## Work required
In the listing below, copy everything from the line containing "Question. Point out each instance of the distant" through the end of the listing, substituting "single point" for every "single dot" and leaving all else unchanged.

A run of records
>> Start
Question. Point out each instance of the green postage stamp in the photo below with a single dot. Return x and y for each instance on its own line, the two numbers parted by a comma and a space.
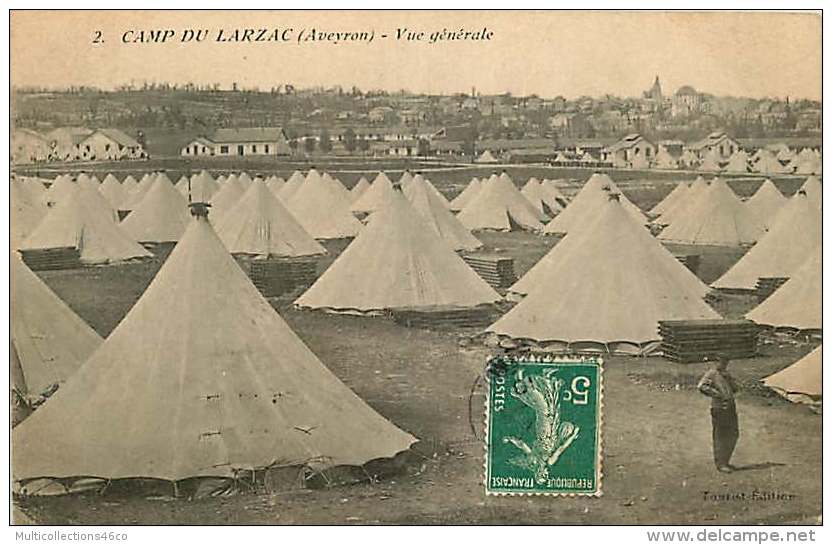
543, 426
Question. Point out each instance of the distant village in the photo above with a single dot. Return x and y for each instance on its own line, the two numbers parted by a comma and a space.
685, 129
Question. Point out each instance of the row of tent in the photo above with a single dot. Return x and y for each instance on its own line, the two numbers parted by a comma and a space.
261, 218
763, 161
262, 225
608, 260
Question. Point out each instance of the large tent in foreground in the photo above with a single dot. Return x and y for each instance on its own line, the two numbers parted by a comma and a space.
>> End
## Task solution
Question. Point out each instance of the distant village in the photo above with a single point. Return x and y for each instance on its own line, the two numbers parted by a comma and a space.
685, 129
Question. Point out each instance of the row of tent in the photo above with a single point. Return x and y for each instance on its own line, the two numbers parted by a comma and a space.
261, 218
763, 161
262, 225
608, 260
Question. Point out each instance of the large tent in foreground in the photo above with a single point. Return x and y for each instance on its own line, the two numbers parted by a comma and a space.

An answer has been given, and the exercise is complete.